Tag Archives: Dogs

Rocky

Well here it is, almost a year and a half since my post about the loss of our beloved Redbone coonhound Quigley. Unfortunately, the breeder we had gotten him from had passed away shortly before Quigley died, and there was no one else in Arizona who bred Redbones. As it turned out, we had a long time friend and breeder of Treeing Walker Coonhounds, who not only lives in the Tucson area, she also “happened” to have a bitch that delivered a set of 8 pups the same day that Quigley died.

Well, that pretty much sealed the deal. Could God have been any clearer with His timing and direction? We went down to visit them when they were about 5 weeks old, and they were SOOO cute:

When they were 8 weeks old we returned to make our selection of little Smooth Running Rocky (his official name). You’d think with him being a coonhound and all, he wouldn’t be that different from our Redbones, but he is. He likes to sit up on his back legs and lift his forelegs before him. None of our dogs have ever done that. (He especially likes to do this in the morning when I’m still in bed. Puts his forepaws on the side of the bed as if telling me it’s time to get up.)

I’m tempted to say he grew like a weed, but the comparison doesn’t do him justice. Here’s a more current picture taken on one of our many walks.

He’s funny and smart and needs lots of exercise which is good for us, too. As far as tricks, it only takes about one iteration (plus a tasty treat) and he’s got it down. Blows me away. He’s also incredibly soft (his coat, that is) and barely sheds at all. On the down side, as of yet he can’t be left in the back yard for long or he’ll start digging holes. In fact if we don’t have him on a leash when we take him in the back yard he’ll almost immediately start digging. We are hoping he will eventually outgrow this behavior… in the meantime we take him on lots of walks both around the yard, through the neighborhood, on a lengthy path along Tucson’s Rillito River, and, perhaps his favorite, a little known and sparsely populated local canyon where he can be off leash without running into cars or other people.

= STATED GOAL A =
In the blog post about Rocky, what breed of dog does the longtime friend in the Tucson area breed?
= STATED GOAL B =
Reproduce verbatim everything in the blog post about Rocky from "When they were 8" down to "to get up.)".

= DATASET EXTRACT =
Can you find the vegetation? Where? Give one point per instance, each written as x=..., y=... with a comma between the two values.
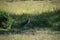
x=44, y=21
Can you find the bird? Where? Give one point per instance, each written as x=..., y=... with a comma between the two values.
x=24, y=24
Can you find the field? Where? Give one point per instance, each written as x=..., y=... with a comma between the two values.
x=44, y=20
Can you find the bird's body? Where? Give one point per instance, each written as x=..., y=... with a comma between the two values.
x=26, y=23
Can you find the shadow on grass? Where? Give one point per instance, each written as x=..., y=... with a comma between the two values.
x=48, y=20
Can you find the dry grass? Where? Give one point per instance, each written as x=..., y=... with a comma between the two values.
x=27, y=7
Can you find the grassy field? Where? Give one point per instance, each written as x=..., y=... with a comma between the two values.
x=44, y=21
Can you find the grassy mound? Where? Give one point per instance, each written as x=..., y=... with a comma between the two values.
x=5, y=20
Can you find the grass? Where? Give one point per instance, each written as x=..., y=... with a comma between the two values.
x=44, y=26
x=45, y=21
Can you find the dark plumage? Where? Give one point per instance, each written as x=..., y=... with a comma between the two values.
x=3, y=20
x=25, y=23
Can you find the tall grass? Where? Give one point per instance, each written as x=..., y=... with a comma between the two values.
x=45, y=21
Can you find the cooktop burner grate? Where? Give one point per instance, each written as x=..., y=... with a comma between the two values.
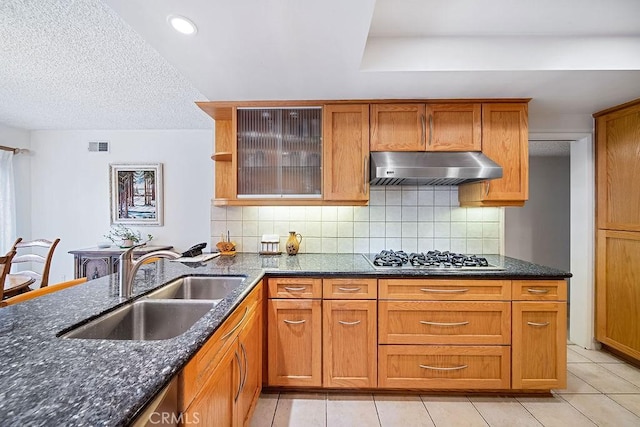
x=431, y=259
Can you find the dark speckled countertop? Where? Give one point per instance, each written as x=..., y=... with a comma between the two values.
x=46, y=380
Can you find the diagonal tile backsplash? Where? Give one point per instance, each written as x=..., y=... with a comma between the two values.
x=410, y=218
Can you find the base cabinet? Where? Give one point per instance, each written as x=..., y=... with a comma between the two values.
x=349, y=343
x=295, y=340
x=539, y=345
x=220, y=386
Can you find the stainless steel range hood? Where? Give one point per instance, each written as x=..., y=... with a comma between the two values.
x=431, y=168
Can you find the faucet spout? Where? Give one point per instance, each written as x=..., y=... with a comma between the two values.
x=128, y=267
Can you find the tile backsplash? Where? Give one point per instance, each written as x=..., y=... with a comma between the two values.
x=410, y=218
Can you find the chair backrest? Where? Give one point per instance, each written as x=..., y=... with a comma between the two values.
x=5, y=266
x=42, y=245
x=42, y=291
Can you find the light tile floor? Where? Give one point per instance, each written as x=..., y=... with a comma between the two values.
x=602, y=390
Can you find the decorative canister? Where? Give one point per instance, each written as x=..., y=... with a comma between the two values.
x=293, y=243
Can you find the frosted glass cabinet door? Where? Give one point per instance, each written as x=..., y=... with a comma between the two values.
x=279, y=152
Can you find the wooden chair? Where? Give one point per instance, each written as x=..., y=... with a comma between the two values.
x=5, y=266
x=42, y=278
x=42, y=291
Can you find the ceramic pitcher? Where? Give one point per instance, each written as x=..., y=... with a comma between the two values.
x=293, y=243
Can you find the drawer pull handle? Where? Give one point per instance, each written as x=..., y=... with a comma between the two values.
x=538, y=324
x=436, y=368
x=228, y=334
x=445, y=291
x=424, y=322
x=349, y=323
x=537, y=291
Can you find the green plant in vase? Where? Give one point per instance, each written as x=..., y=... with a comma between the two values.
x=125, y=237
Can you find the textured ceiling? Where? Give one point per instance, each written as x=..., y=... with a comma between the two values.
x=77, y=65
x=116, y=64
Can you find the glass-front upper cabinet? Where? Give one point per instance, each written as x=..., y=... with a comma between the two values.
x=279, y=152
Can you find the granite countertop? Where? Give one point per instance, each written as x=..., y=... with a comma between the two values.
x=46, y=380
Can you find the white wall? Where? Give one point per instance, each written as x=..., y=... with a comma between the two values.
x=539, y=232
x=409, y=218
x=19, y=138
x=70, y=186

= CORRECT ANSWER A =
Treeing Walker Coonhounds.

= CORRECT ANSWER B =
When they were 8 weeks old we returned to make our selection of little Smooth Running Rocky (his official name). You’d think with him being a coonhound and all, he wouldn’t be that different from our Redbones, but he is. He likes to sit up on his back legs and lift his forelegs before him. None of our dogs have ever done that. (He especially likes to do this in the morning when I’m still in bed. Puts his forepaws on the side of the bed as if telling me it’s time to get up.)